§ Data for this task
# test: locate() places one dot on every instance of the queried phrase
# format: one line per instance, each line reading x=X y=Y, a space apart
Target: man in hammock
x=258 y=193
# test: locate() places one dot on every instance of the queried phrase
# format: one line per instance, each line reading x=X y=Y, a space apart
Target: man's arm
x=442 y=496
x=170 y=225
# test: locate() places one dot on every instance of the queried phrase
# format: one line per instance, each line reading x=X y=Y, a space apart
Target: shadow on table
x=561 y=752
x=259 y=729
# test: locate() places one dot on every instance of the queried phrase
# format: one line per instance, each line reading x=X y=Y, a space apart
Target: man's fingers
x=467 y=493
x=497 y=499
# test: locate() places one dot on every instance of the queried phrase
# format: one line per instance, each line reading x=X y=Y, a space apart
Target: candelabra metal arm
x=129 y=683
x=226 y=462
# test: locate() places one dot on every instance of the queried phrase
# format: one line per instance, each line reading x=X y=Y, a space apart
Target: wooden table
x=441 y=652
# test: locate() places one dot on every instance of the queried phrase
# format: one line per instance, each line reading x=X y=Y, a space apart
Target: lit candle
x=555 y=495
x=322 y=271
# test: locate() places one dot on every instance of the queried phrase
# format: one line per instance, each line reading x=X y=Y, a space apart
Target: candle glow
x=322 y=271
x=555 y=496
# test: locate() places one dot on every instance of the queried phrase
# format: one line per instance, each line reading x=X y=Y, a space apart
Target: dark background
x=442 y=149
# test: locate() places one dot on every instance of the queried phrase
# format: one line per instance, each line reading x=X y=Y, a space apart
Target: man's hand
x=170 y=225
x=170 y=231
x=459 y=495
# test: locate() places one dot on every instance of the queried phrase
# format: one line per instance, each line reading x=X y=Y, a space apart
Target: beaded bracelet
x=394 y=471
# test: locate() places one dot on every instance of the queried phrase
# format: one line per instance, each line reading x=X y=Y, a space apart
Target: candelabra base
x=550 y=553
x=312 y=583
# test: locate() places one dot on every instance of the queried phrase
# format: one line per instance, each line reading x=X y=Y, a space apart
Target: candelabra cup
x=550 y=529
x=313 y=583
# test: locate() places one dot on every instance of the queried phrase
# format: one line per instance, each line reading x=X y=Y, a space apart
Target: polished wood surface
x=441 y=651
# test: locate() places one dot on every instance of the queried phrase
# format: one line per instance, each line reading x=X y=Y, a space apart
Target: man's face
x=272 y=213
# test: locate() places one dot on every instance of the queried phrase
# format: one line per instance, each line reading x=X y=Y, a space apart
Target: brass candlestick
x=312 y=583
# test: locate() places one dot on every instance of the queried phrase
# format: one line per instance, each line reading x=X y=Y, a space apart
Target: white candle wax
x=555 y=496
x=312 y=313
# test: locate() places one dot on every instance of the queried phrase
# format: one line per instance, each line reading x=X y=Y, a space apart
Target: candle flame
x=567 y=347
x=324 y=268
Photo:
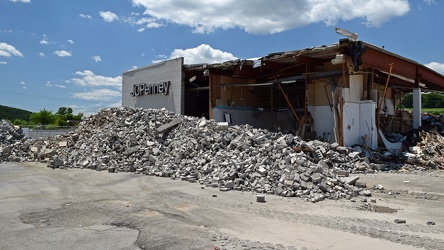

§ Task to complete
Can you rewrite all the entries with every "candelabra" changed to "candle holder" and nothing else altered? Leave out the picture.

§ Full answer
# test: locate() places one dot on every instance of the queried phrase
# format: one line per instance, each line reading x=X y=Y, a space apart
Target: man in hammock
x=258 y=193
# test: locate() places one dot on every instance of the queried phrase
# format: one line per instance, each line reading x=X y=Y, a space apart
Target: man's arm
x=442 y=496
x=170 y=225
# test: locate() places one dot on every instance of the queried phrase
# format: one line per instance, each line reading x=X y=Y, a space apart
Target: shadow on table
x=561 y=752
x=259 y=729
# test: locate() places one dot on every instance of the queried phrase
# format: one line per instance, each line reading x=X y=Y, a space apart
Target: man's fingers
x=467 y=493
x=497 y=499
# test: locate() places one dot on every instance of the queried phrase
# format: one line per instance, each line reading x=X y=Y, a space apart
Target: candle holder metal arm
x=129 y=683
x=226 y=462
# test: locate() places one dot on every instance of the queried phrase
# format: one line per instance, each line reading x=X y=Y, a space apart
Target: wooden table
x=441 y=652
# test: locate() places one dot on every instance of the queried phrase
# format: one line per instance, each line reading x=X y=Y, a space apart
Target: lit candle
x=555 y=495
x=322 y=271
# test: locate() places one dot on every instance of the queried phrase
# format: one line per instance, each line reading x=X y=Y, a space apart
Target: candle glow
x=322 y=271
x=555 y=496
# test: locate() places one dot on every instance of the queried phrase
# format: one line per instance, each line reading x=X y=Y, a space apart
Target: dark background
x=442 y=149
# test: locate() places one dot on every instance of the queried phrase
# format: one line per instance, each line reading x=X y=Y, a space apart
Target: man's hand
x=170 y=225
x=170 y=231
x=459 y=495
# test: locate() places one dot on every instance of the queried phrase
# format: one line per instance, each line reading x=X y=Y, a space apart
Target: beaded bracelet
x=394 y=471
# test: locate() places one dot on every instance of the queried phrase
# format: one line per instance, each line reading x=X y=Y, a space apart
Target: candle holder base
x=550 y=553
x=312 y=583
# test: locate() places one dot on every instance of the queried phrase
# format: one line per instance, each line reading x=X y=Y, a space apart
Target: candle holder cup
x=550 y=529
x=313 y=583
# test: locate() places one dot on every instance of the queried phrase
# format: one line per instance, each line reading x=X y=Y, a space apart
Target: polished wood surface
x=441 y=651
# test: locate() places one dot on every instance of the queried phrase
# format: one line per instance, each line reading x=X y=Y, a space apart
Target: man's face
x=272 y=213
# test: locate() places one dot on every instance of the queried phrase
# format: one line per instance, each line reading x=X y=Y, a space apart
Target: brass candlestick
x=312 y=583
# test: locate() places one dot on every instance of the queried phrase
# format: one line per instance, each line reading x=X y=Y, a space apart
Target: white candle wax
x=555 y=496
x=312 y=313
# test: locate() places one dot on every instance of the queried phrase
# format: one line per instance, each line reading x=X y=Y, a space apart
Target: candle flame
x=567 y=347
x=324 y=268
Photo:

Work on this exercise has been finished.